▶ _WRITTEN REQUEST_
Count the lines in the entries below that contain the string "baby", and give only the number.

▶ _DATASET ROWS_
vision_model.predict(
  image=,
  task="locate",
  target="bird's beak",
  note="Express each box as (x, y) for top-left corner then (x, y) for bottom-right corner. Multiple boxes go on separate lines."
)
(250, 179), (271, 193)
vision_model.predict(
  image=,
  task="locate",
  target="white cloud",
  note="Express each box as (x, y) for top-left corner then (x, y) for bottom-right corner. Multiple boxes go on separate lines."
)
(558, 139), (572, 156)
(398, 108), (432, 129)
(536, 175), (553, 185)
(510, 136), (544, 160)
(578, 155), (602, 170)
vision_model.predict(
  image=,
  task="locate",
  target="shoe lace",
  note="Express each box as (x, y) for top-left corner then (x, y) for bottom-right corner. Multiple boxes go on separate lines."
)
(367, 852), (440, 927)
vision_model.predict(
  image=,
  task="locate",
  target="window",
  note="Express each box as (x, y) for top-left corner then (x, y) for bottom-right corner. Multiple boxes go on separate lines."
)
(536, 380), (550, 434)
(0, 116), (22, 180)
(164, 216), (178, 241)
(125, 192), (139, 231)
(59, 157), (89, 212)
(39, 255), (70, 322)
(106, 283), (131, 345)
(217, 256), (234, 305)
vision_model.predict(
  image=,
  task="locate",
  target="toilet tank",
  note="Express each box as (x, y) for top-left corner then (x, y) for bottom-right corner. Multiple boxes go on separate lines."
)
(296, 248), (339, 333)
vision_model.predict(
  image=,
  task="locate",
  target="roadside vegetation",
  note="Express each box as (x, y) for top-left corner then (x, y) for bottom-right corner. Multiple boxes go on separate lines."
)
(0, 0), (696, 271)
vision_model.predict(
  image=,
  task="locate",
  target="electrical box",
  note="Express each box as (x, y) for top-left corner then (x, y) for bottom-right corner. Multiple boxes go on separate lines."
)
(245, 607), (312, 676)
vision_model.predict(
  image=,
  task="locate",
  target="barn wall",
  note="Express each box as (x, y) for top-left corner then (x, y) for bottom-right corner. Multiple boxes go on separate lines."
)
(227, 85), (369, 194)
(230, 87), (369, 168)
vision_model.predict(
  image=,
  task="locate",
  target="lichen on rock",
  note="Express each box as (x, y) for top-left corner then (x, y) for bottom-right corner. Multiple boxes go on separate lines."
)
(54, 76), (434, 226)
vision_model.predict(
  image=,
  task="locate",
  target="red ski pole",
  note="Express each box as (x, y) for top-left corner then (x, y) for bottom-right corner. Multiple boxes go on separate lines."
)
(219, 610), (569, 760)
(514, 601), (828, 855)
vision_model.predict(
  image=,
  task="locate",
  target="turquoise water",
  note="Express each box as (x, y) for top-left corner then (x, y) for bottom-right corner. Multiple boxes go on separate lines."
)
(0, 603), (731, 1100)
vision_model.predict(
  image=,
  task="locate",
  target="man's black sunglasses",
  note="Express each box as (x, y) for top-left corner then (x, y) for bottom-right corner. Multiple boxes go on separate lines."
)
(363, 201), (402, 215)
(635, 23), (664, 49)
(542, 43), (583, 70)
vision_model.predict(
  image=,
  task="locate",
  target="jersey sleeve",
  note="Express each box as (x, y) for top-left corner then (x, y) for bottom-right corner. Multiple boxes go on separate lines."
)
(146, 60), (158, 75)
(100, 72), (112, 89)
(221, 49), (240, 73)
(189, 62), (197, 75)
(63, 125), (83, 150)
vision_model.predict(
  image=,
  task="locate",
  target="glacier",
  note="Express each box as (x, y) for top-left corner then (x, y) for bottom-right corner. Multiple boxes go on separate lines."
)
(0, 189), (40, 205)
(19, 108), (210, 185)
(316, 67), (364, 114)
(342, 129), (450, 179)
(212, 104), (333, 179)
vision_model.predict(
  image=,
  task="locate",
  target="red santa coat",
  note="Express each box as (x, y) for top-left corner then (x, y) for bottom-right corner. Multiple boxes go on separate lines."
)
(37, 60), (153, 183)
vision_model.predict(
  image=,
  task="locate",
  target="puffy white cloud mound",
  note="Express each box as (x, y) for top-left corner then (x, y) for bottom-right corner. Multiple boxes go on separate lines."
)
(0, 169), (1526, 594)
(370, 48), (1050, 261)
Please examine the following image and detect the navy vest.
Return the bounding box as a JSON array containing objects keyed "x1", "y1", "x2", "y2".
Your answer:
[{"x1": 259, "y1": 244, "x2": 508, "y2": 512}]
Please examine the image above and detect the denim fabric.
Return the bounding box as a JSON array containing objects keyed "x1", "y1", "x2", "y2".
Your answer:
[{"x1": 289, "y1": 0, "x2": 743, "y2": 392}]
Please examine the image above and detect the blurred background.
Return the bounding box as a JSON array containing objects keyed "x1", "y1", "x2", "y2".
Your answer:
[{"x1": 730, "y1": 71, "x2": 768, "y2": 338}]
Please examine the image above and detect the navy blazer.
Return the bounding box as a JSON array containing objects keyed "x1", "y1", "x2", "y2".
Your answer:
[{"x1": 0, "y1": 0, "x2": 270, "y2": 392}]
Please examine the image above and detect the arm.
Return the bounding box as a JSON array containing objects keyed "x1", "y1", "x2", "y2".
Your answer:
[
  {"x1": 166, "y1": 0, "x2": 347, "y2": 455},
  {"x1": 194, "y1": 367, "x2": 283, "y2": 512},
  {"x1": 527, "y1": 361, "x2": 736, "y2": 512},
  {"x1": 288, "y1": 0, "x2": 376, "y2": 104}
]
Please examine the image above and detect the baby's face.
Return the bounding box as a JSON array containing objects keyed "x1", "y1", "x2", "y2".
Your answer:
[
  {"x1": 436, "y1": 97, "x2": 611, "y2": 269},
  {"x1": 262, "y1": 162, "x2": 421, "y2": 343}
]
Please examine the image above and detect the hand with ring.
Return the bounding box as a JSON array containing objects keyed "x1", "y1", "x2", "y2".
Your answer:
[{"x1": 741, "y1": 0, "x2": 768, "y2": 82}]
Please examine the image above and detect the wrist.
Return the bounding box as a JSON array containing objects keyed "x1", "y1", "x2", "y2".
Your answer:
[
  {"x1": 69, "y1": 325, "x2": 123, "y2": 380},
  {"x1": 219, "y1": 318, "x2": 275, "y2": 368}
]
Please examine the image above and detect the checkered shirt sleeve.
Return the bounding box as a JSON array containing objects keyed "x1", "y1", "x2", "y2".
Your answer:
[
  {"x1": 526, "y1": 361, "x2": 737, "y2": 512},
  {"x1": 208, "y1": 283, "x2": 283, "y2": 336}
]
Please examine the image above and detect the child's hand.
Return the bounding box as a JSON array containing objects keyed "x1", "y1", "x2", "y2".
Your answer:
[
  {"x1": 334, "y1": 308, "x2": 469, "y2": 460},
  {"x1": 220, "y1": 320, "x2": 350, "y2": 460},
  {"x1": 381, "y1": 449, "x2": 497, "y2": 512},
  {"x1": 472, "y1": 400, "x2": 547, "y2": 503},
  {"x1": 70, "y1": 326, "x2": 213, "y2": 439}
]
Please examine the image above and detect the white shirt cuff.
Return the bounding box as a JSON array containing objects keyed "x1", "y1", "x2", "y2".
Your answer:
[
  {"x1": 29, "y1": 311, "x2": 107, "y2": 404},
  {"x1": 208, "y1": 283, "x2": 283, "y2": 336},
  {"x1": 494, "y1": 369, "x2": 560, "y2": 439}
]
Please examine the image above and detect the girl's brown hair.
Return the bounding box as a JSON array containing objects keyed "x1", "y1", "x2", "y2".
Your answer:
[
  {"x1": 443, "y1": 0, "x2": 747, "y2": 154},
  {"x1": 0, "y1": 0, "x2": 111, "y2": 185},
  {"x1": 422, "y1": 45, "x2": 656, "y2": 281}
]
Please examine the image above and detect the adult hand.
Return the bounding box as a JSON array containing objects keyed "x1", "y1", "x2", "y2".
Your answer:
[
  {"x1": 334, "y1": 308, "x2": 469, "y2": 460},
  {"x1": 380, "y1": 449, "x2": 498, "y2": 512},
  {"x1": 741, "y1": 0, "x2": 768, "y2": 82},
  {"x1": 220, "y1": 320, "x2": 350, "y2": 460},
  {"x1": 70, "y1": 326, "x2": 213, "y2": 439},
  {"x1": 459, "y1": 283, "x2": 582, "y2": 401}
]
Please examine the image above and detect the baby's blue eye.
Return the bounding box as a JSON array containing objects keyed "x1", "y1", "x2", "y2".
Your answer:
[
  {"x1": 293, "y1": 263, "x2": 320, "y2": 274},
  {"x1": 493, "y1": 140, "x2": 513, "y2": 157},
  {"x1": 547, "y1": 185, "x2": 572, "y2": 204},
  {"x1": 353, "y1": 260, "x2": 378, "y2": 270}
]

▶ _SOLUTION TO THIS TASK_
2